TEXTO DE LECTURA:
********

Cuando le llegó su propuesta, Hamm había tocado fondo: trabajaba de atrezzista en películas porno. Todavía ahora la recuerda como su experiencia laboral más deprimente. Apenas ganaba dinero (tuvo que pedir prestado para el billete a Nueva York, donde pasó seis semanas en el sofá de un colega) y el Toyota Corolla que le había servido de carruaje a la ciudad de los sueños había sido requisado por acumular 1.600 dólares en multas de estacionamiento. Hoy conduce un Mercedes-Benz C63 AMG por gentileza de la marca alemana tras haberle puesto voz a los anuncios de sus coches híbridos.
Quince años después de su primera cita, Westfeldt y Hamm forman una pareja aparentemente inquebrantable. Todo un récord en Hollywood. “¡Y fuera de Hollywood! ¿Te has dado un paseo por Nueva York?”, se carcajea. A pesar de ello, asegura, no planean tener hijos ni casarse. “¿Qué sentido tiene, si la mitad de los matrimonios acaban en divorcio? Mis padres duraron dos años juntos, y los de Jennifer se separaron cuando ella tenía cuatro o seis años. Aunque nunca digas de esta agua no beberé. Igual lo acabamos haciendo por la desgravación fiscal”. Puede que no vaya en broma. La revista In Touch publicó hace dos semanas que se les vio junto a unos amigos brindando en el Chateau Marmont de Los Ángeles, supuestamente por el compromiso que mantienen en secreto.

********

APLICA LO LEÍDO:
a – En el texto sobre Hamm, ¿por qué le requisaron el Toyota Corolla?
b – Reproduce del texto sobre Hamm el fragmento que empieza en las palabras "Quince años después" y termina después de "mantienen en secreto.".

Datos de localización de puntos
********

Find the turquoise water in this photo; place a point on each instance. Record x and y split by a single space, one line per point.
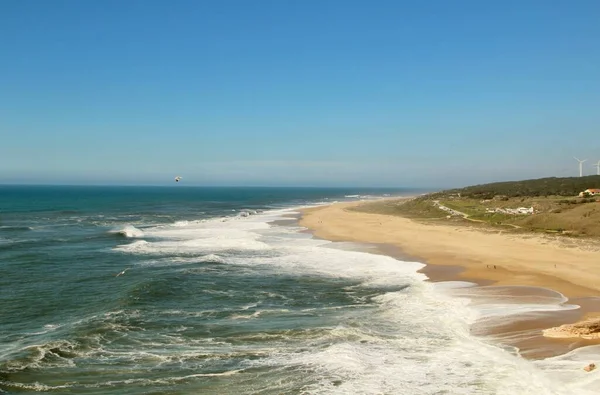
217 298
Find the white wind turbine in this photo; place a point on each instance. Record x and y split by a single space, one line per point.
580 166
597 166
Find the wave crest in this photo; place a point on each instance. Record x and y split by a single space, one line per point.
129 231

********

RESPUESTAS NUMERADAS:
a – Por acumular 1.600 dólares en multas de estacionamiento.

b –
Quince años después de su primera cita, Westfeldt y Hamm forman una pareja aparentemente inquebrantable. Todo un récord en Hollywood. “¡Y fuera de Hollywood! ¿Te has dado un paseo por Nueva York?”, se carcajea. A pesar de ello, asegura, no planean tener hijos ni casarse. “¿Qué sentido tiene, si la mitad de los matrimonios acaban en divorcio? Mis padres duraron dos años juntos, y los de Jennifer se separaron cuando ella tenía cuatro o seis años. Aunque nunca digas de esta agua no beberé. Igual lo acabamos haciendo por la desgravación fiscal”. Puede que no vaya en broma. La revista In Touch publicó hace dos semanas que se les vio junto a unos amigos brindando en el Chateau Marmont de Los Ángeles, supuestamente por el compromiso que mantienen en secreto.